§ Action item
Your answer should be a single number: the count of lines in the listing that contain "flower".

# # # # # # #

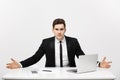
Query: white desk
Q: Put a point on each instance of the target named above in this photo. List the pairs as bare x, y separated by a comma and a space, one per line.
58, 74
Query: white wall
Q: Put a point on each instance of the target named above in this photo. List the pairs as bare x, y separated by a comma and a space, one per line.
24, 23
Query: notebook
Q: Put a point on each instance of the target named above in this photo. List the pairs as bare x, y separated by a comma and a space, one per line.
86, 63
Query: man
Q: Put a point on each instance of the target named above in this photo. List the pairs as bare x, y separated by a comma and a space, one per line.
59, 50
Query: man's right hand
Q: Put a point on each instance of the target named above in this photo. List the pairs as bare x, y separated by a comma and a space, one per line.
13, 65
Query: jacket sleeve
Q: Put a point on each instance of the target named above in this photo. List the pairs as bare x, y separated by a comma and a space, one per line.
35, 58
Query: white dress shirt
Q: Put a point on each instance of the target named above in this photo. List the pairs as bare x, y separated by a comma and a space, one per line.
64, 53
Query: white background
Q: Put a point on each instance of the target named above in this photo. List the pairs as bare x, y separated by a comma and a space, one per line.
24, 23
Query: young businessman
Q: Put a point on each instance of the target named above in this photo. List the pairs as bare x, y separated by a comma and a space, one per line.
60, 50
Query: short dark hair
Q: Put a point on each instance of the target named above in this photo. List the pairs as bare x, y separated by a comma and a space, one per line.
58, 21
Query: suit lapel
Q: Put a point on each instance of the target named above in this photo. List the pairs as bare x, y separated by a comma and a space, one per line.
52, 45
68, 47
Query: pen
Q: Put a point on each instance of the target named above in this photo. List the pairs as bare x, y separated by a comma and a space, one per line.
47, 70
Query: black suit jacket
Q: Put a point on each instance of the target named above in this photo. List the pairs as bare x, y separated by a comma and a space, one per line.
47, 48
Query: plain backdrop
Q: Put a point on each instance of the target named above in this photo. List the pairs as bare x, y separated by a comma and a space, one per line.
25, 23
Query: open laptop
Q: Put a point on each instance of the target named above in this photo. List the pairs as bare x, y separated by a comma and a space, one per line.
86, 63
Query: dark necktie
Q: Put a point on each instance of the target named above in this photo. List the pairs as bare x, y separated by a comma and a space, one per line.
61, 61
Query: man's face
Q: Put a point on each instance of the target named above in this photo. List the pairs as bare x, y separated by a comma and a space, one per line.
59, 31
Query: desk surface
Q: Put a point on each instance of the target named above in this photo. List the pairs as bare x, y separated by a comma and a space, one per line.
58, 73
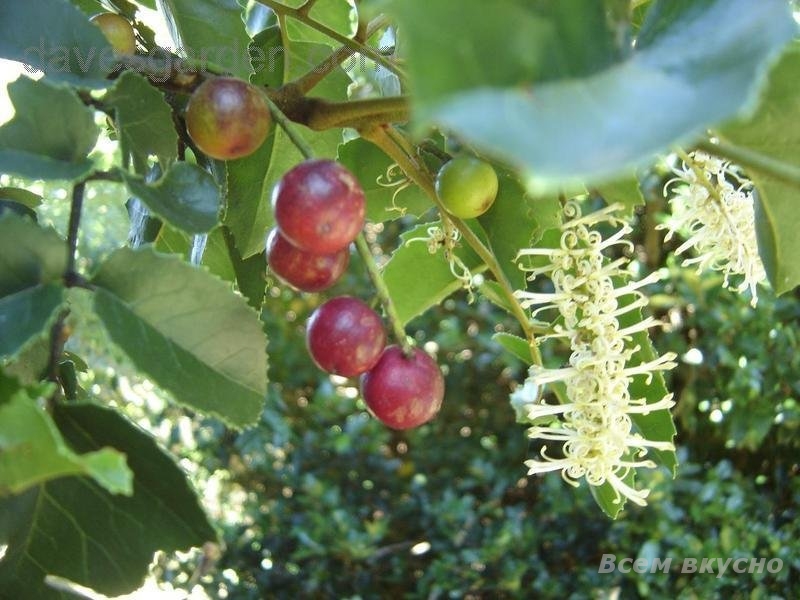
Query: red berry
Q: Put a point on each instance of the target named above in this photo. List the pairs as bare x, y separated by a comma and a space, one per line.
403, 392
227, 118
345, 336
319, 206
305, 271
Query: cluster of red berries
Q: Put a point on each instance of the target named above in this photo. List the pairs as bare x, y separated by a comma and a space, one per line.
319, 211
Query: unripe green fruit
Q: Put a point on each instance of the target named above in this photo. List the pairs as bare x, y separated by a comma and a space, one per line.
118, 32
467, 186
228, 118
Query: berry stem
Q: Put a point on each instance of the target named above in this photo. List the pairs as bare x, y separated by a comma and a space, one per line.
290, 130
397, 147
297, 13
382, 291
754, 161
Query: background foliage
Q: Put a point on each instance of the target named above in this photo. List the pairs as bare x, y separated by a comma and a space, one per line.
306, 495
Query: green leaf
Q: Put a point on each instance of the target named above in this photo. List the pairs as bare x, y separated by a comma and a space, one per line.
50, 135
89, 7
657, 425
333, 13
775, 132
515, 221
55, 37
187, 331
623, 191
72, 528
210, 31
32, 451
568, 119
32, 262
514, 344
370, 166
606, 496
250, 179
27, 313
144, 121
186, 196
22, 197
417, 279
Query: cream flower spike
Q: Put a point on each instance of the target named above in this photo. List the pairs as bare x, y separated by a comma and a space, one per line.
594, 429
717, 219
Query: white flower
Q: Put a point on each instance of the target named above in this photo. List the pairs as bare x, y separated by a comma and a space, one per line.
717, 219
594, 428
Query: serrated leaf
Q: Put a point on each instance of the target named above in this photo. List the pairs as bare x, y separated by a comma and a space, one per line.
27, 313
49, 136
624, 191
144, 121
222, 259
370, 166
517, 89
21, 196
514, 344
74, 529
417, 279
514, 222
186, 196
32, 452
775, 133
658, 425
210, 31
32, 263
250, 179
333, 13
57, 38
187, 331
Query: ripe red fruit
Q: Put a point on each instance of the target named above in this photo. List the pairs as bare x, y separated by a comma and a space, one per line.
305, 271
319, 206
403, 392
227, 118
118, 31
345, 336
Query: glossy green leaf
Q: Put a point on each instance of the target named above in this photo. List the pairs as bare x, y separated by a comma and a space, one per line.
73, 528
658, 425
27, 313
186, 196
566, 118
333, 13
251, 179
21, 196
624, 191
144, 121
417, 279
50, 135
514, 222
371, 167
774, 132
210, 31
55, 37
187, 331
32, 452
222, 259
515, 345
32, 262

# # # # # # #

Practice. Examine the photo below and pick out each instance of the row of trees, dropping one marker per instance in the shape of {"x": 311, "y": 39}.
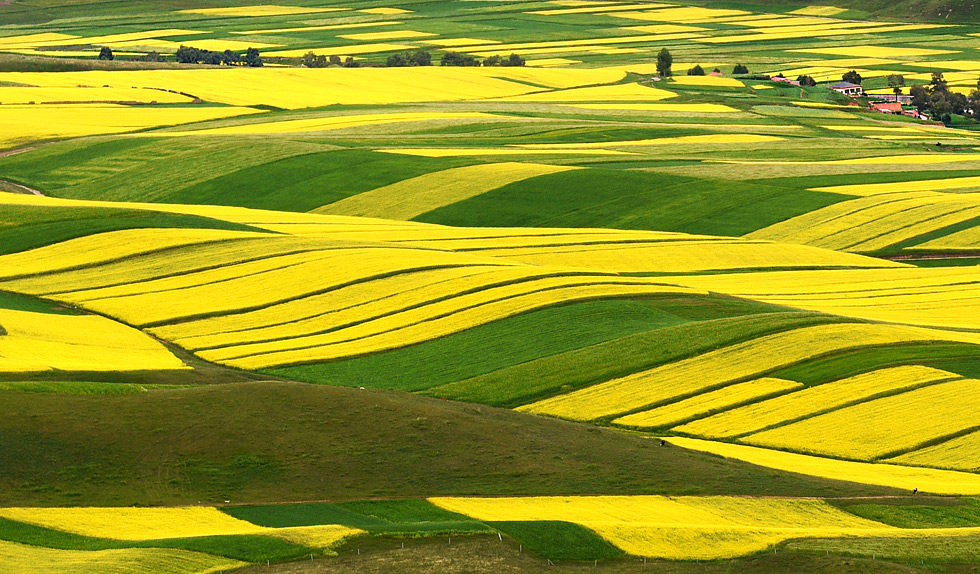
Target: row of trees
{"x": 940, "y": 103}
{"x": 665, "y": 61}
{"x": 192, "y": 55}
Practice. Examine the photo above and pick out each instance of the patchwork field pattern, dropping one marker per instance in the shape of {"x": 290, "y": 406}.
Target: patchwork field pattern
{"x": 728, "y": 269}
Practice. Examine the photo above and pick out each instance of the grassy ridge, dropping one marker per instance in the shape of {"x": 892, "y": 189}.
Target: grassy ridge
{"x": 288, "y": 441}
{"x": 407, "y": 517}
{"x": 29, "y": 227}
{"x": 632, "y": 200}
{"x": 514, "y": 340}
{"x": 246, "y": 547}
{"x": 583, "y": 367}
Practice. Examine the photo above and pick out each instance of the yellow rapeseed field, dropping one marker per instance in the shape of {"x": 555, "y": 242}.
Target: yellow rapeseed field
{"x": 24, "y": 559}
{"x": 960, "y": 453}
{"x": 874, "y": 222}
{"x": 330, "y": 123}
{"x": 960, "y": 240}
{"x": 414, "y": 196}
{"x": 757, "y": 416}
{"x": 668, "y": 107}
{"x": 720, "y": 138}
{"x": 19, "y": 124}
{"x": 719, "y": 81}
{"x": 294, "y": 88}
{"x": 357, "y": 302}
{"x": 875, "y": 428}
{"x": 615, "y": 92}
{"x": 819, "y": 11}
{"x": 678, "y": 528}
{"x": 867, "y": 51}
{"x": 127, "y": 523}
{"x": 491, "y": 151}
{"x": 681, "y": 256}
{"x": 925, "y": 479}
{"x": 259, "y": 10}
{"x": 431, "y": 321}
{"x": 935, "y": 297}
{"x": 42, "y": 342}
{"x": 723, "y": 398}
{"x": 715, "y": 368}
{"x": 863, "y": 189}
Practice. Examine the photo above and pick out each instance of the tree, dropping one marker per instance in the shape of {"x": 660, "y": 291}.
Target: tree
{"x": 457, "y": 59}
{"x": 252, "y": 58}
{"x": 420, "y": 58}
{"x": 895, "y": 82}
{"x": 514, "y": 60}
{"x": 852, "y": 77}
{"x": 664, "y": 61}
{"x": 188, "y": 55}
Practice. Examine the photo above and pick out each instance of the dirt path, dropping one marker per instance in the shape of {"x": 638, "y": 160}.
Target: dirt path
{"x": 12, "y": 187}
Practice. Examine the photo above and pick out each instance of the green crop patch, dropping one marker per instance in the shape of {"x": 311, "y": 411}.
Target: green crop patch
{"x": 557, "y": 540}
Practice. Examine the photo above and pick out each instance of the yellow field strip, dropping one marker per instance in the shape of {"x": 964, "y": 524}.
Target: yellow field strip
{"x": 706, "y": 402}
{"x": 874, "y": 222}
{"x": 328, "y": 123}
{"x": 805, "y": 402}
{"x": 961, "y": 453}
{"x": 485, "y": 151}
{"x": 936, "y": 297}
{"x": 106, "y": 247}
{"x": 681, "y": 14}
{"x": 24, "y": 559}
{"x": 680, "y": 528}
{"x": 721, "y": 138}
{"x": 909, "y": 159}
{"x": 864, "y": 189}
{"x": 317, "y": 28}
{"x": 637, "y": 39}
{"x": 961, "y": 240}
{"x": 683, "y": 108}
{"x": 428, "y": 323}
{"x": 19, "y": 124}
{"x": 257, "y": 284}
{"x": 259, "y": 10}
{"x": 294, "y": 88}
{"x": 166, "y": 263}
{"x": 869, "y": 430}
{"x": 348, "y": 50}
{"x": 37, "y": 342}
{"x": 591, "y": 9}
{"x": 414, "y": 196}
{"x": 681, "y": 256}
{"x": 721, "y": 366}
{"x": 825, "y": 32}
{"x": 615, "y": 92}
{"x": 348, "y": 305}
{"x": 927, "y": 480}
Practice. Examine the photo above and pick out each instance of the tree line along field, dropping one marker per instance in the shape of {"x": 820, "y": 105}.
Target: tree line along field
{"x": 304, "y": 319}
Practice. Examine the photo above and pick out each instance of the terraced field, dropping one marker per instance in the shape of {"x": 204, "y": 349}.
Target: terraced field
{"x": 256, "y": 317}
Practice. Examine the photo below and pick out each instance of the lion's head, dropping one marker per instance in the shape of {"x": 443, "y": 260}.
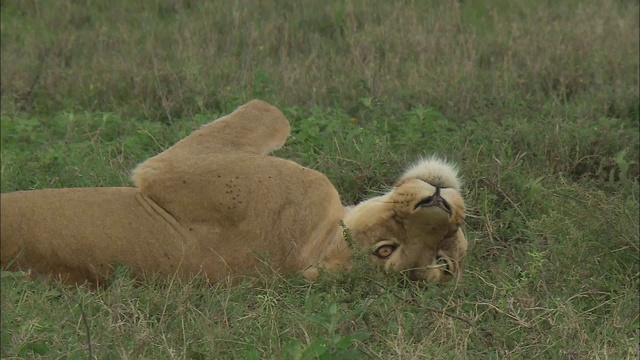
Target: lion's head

# # # # # # #

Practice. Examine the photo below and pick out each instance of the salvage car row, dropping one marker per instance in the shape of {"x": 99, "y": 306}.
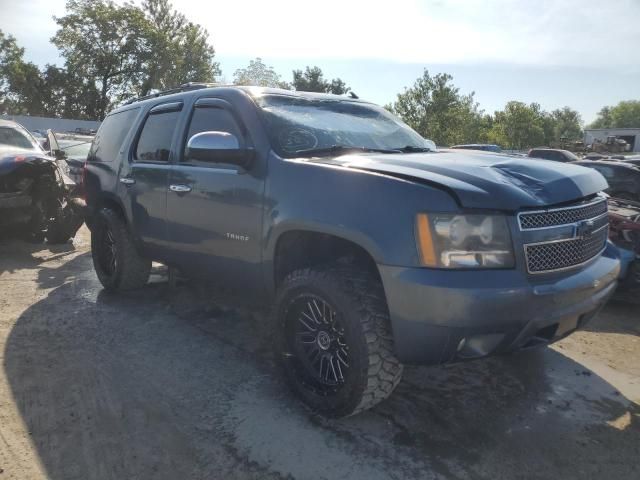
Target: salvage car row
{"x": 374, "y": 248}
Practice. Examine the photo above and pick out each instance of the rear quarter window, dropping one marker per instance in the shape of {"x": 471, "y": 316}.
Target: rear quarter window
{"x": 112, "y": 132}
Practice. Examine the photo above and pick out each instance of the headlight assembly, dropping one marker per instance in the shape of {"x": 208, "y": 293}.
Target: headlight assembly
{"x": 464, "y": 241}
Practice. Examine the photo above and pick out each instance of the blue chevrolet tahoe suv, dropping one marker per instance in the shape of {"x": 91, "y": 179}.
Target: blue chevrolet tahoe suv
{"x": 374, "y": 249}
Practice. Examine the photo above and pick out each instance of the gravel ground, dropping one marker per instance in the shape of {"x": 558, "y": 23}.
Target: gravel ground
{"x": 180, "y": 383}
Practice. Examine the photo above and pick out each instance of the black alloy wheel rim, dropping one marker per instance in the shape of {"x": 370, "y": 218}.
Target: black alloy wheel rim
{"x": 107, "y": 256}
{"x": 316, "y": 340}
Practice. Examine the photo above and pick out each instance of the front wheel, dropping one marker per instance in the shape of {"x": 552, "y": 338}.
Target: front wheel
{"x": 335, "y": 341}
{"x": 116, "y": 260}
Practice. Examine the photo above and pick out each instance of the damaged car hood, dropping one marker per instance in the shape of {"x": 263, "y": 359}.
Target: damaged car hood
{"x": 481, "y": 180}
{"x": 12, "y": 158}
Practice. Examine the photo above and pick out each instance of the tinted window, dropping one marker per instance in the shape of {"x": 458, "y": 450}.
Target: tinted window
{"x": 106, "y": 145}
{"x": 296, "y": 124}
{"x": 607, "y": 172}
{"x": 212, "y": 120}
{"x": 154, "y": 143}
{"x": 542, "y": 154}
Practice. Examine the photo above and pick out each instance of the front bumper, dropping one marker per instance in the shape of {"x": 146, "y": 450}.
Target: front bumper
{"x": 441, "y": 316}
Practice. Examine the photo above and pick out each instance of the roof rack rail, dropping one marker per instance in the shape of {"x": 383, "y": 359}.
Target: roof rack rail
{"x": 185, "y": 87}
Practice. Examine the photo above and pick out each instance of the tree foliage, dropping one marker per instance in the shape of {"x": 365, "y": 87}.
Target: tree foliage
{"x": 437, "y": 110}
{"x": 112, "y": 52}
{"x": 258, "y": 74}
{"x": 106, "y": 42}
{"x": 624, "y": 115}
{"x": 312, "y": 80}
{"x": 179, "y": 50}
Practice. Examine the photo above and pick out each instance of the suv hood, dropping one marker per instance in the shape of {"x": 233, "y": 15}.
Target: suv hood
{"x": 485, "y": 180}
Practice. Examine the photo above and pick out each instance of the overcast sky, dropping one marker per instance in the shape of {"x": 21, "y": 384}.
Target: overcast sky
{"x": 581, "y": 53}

# # # # # # #

§ Response to the exercise
2